Exercise instructions: Edit the material below by replacing each "bounding box" with "rectangle", and leave everything else unchanged.

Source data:
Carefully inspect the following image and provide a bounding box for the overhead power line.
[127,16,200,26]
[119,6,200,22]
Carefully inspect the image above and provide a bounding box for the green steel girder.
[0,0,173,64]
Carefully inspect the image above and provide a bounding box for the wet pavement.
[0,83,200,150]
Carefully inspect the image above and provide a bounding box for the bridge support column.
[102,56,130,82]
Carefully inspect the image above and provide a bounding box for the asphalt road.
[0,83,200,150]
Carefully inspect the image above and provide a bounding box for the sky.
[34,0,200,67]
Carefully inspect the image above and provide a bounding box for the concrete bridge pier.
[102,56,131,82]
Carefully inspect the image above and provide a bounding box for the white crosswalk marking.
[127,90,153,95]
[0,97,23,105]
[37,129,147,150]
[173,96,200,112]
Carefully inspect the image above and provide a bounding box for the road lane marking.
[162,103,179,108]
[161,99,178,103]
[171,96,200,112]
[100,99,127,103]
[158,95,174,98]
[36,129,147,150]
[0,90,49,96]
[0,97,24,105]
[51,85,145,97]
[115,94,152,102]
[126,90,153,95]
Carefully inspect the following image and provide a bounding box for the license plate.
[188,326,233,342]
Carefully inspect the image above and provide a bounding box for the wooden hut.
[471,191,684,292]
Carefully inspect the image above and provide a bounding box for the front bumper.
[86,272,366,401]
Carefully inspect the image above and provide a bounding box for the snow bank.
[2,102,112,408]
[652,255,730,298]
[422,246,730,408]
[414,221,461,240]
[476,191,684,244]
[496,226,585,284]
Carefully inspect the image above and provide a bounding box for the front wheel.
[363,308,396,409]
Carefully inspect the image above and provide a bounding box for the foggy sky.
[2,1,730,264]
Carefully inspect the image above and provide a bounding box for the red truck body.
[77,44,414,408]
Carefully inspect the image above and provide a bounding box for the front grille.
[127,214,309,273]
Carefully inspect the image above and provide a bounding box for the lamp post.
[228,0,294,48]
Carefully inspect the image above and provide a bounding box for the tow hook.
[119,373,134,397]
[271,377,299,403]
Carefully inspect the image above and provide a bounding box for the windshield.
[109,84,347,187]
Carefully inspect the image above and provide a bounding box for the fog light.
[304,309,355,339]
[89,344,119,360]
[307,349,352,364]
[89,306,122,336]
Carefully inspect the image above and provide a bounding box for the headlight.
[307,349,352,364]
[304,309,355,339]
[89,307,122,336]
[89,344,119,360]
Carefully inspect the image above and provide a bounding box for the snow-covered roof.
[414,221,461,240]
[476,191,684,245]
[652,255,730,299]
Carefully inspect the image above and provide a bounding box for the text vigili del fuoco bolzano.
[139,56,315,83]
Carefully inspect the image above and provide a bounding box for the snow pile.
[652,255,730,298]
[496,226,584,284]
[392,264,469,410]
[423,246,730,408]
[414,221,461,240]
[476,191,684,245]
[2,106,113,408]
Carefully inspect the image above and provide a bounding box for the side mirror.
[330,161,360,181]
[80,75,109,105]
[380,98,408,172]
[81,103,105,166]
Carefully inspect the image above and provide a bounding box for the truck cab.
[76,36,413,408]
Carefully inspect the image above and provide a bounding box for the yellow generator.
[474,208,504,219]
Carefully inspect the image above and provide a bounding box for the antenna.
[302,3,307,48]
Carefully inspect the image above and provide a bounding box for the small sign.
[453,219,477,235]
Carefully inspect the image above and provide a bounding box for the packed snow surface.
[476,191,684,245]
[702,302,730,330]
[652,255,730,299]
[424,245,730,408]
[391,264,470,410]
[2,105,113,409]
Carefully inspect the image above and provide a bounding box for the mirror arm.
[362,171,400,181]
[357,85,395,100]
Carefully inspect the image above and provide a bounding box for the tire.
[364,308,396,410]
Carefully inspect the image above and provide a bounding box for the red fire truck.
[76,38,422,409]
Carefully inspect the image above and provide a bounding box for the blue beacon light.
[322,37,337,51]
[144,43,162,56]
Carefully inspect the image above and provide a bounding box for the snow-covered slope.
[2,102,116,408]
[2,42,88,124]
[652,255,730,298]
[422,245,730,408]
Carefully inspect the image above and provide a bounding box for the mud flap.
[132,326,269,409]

Answer for the task:
Carefully inspect the following image and provide a rectangle for the overhead power line.
[127,16,200,26]
[119,6,200,22]
Carefully inspect the image above and provide a rectangle for the green steel girder.
[0,0,173,64]
Carefully inspect the image above and provide a rectangle for the wet pavement.
[0,83,200,150]
Carefully inspect the image above and provide a rectangle for the bridge support column.
[102,56,130,82]
Carefully inspect the image above and provide a rectangle for the asphalt road.
[0,83,200,150]
Carefully inspect the image above and provide a rectangle for the sky.
[34,0,200,67]
Carefully inspect the image above and provide a rectangle for the concrete bridge pier.
[102,56,131,82]
Carefully inspect the image above and provide a rectangle for the white crosswalk marking.
[127,90,153,95]
[0,97,23,105]
[37,129,147,150]
[173,96,200,112]
Carefully inspect the image above and provide a rectangle for the road lane marking.
[162,103,179,108]
[161,99,178,103]
[171,96,200,112]
[100,99,127,103]
[158,95,174,98]
[36,129,147,150]
[0,90,49,96]
[0,97,24,105]
[51,85,145,97]
[115,94,152,102]
[126,90,153,95]
Carefully inspect the following image and provide a rectangle for the license plate.
[188,326,233,342]
Carefully inspect the image above and provide a rectangle for the wooden hut.
[471,191,684,292]
Carefully inspect the image above and provide a rectangle for the front bumper.
[86,272,366,401]
Carefully inspect the image above and provide a rectangle for the snow bank.
[2,102,112,408]
[652,255,730,298]
[422,246,730,408]
[414,221,461,240]
[476,191,684,244]
[496,226,585,284]
Carefully inspect the image above and provide a rectangle for the front wheel.
[363,308,396,409]
Carefully inspect the image above and provide a rectangle for the foggy sky.
[2,1,730,264]
Carefully inspect the image above and provide a rectangle for the red truck body.
[77,44,414,408]
Carefully inspect the image above and provide a rectangle for the front grille.
[127,214,309,273]
Carefully inspect the image above and provide a rectangle for the lamp post.
[228,0,294,48]
Carefully inspect the image above and provide a rectangle for the tow hook.
[119,373,134,397]
[271,377,299,403]
Carefully inspect the image above and provide a rectangle for the windshield.
[109,84,347,187]
Carefully inspect the image above and provide a rectangle for the fog light.
[304,309,355,339]
[89,344,119,360]
[307,349,352,364]
[89,306,122,336]
Carefully inspect the image above and provide a rectangle for the headlight.
[307,349,352,364]
[304,309,355,339]
[89,307,122,336]
[89,344,119,360]
Carefully inspect the image above and provide a rectangle for the snow-covered roof.
[414,221,461,240]
[476,191,684,245]
[652,255,730,299]
Carefully inspect the image above and provide a rectangle for the text vigili del fuoco bolzano.
[139,56,315,83]
Carefully inspect the image above and provide a rectangle for the snow pile.
[652,255,730,298]
[496,226,584,284]
[392,264,469,410]
[423,246,730,408]
[414,221,461,240]
[476,191,684,245]
[2,106,113,408]
Carefully inspect the image above and provide a rectangle for the side mirror.
[330,161,360,181]
[80,75,109,105]
[380,98,408,172]
[81,103,105,166]
Carefully inspect the image above and provide a rectangle for the truck cab.
[76,36,413,408]
Carefully inspect the image above and provide a rectangle for the yellow generator.
[474,208,504,219]
Carefully inspect the image above and provide a rectangle for the antenna.
[302,3,307,48]
Carefully inspect the image above and provide a rectangle for the small sign.
[453,219,477,235]
Carefully inspect the image above and provide a rectangle for the packed snow surface.
[476,191,684,245]
[702,302,730,330]
[652,255,730,299]
[424,245,730,408]
[391,264,470,410]
[2,105,113,409]
Carefully inspect the image above and provide a rectangle for the mirror arm.
[362,171,400,181]
[357,85,395,100]
Carefully inspect the image above and provide a rectangle for the tire.
[364,308,396,410]
Carefully inspect the image above and provide a rectangle for the red fire truck.
[76,38,422,409]
Carefully inspect the image above and provide a rectangle for the blue beacon light.
[322,37,337,51]
[144,43,162,56]
Carefully inspect the image above and provide a rectangle for the snow-covered slope.
[2,102,116,408]
[2,42,88,124]
[652,255,730,298]
[422,245,730,408]
Carefully inspect the image above and provide a rectangle for the mud flap.
[132,326,269,409]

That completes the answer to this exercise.